Surely the general rule is correctness first and performance second? That means using doubles unless you can convince yourself that you'll get fidelity required using floats.
The thing to look at is the effective size of one bit the coordinate system relative to the smallest size you intend to model.
For example, if you use earth coordinates, 100 degrees works around to around 1E7 metres.
An IEEE 754 float has only 23 bits of precision, so that gives a relative precision of only about 1E-7.
Hence the coordinate is only accurate to around 1 meter. This may or may not be sufficient for the problem.
I have learnt from experience to always use doubles for the physics and physical modelling calculations, but concede that cannot be a universal requirement.
It does not of course follow that the rendering should be using double; you may well want that as a float.
I used typedef in a common header and went with float as my default.
typedef real_t float;
I would not recommend using templates for this because it causes huge design problem as you try to use polymorphic/virtual function.

○ ○ ○ ○ ○ ○ ○

• [CHALLENGE A] Write out, line by line and unchanged, the stretch of the entries below from the line containing "point: bridge arch" through the line containing "column 414, row 259".

○ ○ ○ ○ ○ ○ ○

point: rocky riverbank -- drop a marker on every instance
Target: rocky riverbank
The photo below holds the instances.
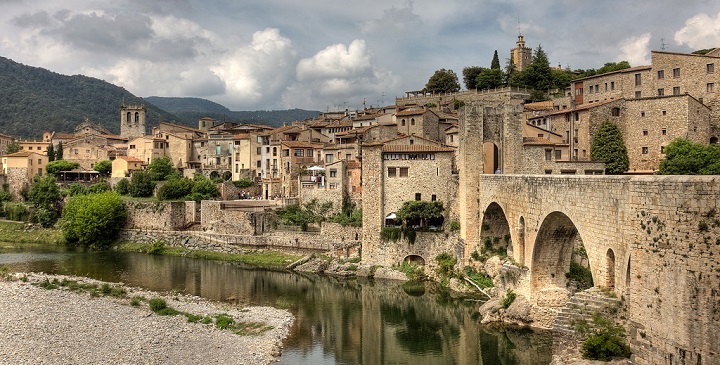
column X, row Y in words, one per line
column 60, row 326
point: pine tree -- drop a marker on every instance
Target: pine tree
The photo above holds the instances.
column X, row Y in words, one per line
column 608, row 146
column 495, row 64
column 59, row 152
column 51, row 153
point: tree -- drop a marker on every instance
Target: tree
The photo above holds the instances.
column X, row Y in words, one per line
column 51, row 153
column 104, row 167
column 608, row 146
column 13, row 147
column 489, row 79
column 56, row 166
column 93, row 220
column 684, row 157
column 160, row 168
column 470, row 76
column 418, row 212
column 495, row 63
column 443, row 81
column 59, row 152
column 141, row 184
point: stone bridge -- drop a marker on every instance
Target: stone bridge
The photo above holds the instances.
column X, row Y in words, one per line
column 655, row 240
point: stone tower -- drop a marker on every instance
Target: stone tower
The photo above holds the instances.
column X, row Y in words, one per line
column 521, row 56
column 132, row 120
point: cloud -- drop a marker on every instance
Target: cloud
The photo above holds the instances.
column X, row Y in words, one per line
column 635, row 50
column 700, row 31
column 259, row 71
column 336, row 61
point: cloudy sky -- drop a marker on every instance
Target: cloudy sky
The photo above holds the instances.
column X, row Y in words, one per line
column 331, row 54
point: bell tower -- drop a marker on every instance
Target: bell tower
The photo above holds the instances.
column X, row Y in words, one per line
column 132, row 120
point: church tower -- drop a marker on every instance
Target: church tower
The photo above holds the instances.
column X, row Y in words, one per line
column 521, row 56
column 132, row 120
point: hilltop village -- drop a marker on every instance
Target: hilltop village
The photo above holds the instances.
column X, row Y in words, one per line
column 450, row 149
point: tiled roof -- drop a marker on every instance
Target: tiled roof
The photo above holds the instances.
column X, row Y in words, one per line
column 416, row 148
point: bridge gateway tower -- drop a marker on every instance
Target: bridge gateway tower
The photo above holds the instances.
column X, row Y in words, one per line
column 132, row 120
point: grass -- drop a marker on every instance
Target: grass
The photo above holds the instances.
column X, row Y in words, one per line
column 264, row 259
column 159, row 306
column 15, row 233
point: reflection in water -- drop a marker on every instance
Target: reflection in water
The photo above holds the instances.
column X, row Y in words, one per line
column 338, row 321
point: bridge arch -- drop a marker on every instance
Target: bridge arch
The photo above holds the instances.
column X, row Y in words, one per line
column 495, row 231
column 553, row 251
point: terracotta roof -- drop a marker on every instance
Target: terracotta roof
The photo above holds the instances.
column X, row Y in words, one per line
column 416, row 148
column 130, row 159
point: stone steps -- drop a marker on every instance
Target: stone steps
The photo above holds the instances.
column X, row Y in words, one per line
column 581, row 307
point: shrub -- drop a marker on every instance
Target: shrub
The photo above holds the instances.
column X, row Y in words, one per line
column 93, row 220
column 606, row 342
column 141, row 184
column 123, row 186
column 509, row 298
column 98, row 188
column 175, row 189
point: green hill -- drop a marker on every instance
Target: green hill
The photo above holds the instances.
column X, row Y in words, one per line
column 33, row 100
column 189, row 110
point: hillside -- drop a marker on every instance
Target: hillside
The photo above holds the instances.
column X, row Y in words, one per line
column 189, row 110
column 33, row 100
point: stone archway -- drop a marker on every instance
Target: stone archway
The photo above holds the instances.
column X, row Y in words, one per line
column 495, row 235
column 552, row 254
column 491, row 158
column 610, row 268
column 414, row 259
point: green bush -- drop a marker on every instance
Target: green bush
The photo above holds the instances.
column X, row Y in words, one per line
column 123, row 186
column 606, row 341
column 175, row 189
column 141, row 184
column 16, row 211
column 93, row 220
column 509, row 298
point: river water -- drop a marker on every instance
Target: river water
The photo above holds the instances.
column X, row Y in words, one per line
column 338, row 321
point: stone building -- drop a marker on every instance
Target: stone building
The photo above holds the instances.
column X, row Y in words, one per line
column 132, row 120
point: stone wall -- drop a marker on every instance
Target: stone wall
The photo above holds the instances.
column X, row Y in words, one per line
column 155, row 215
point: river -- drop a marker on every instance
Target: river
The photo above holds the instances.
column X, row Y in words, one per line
column 338, row 321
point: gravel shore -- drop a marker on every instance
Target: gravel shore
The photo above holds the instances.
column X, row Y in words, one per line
column 41, row 326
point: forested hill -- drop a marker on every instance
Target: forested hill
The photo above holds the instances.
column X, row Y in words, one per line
column 33, row 100
column 189, row 110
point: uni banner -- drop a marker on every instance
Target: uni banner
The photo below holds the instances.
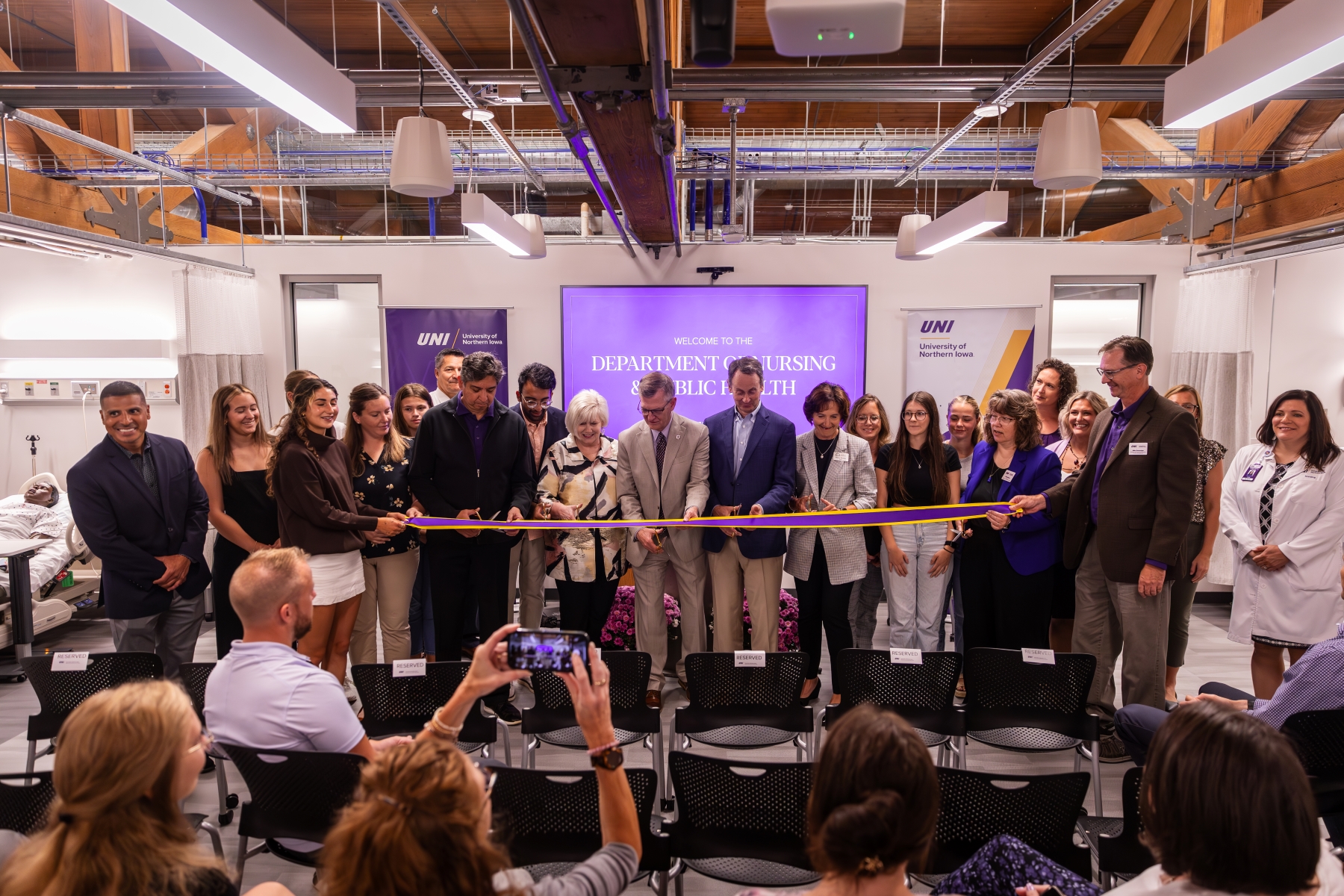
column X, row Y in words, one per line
column 417, row 335
column 968, row 351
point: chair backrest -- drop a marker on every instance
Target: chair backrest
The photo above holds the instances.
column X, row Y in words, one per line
column 398, row 706
column 194, row 677
column 868, row 676
column 60, row 692
column 629, row 680
column 1039, row 810
column 25, row 801
column 715, row 682
column 1319, row 738
column 1001, row 680
column 293, row 793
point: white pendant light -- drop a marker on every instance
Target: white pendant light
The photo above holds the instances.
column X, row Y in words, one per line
column 1068, row 151
column 910, row 225
column 519, row 235
column 423, row 159
column 249, row 45
column 1300, row 40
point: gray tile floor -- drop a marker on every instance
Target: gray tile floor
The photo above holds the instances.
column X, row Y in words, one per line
column 1211, row 657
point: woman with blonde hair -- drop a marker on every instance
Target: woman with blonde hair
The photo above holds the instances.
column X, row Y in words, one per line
column 233, row 470
column 128, row 756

○ ○ ○ ○ ○ ○ ○

• [CHALLENGE B] In the thread above on float versus double precision, reproduce word for word the stretch from "It does not" through "use polymorphic/virtual function.".

• [WRITTEN RESPONSE A]
point: bridge arch -- drop a marker on every instance
Target: bridge arch
The photo above holds the instances.
column X, row Y in words, one per line
column 495, row 231
column 553, row 251
point: terracotta roof -- drop a marker on every instance
Target: terracotta roof
The photo above holds the instances.
column X, row Y in words, one per line
column 416, row 148
column 130, row 159
point: stone steps -- drop a marker on every instance
Target: stone steps
The photo above holds the instances.
column X, row Y in words, one per line
column 581, row 307
point: shrub -- drop a marker on every instance
Target: shrub
The photo above holds the instances.
column X, row Y in words, one per line
column 93, row 220
column 606, row 342
column 141, row 184
column 123, row 186
column 509, row 298
column 98, row 188
column 175, row 189
point: green hill -- drop a marker on every instance
Target: green hill
The photo above holds the instances.
column X, row Y in words, one per line
column 33, row 100
column 189, row 110
point: hillside -- drop a marker on every instance
Target: hillside
The photo above holds the instances.
column X, row Y in words, one per line
column 189, row 110
column 33, row 100
point: stone archway -- drop a marker on every instance
Target: stone archway
The photo above holds the instances.
column X, row Y in words, one per line
column 495, row 235
column 552, row 254
column 491, row 158
column 610, row 268
column 414, row 259

• [WRITTEN RESPONSE B]
It does not of course follow that the rendering should be using double; you may well want that as a float.
I used typedef in a common header and went with float as my default.
typedef real_t float;
I would not recommend using templates for this because it causes huge design problem as you try to use polymorphic/virtual function.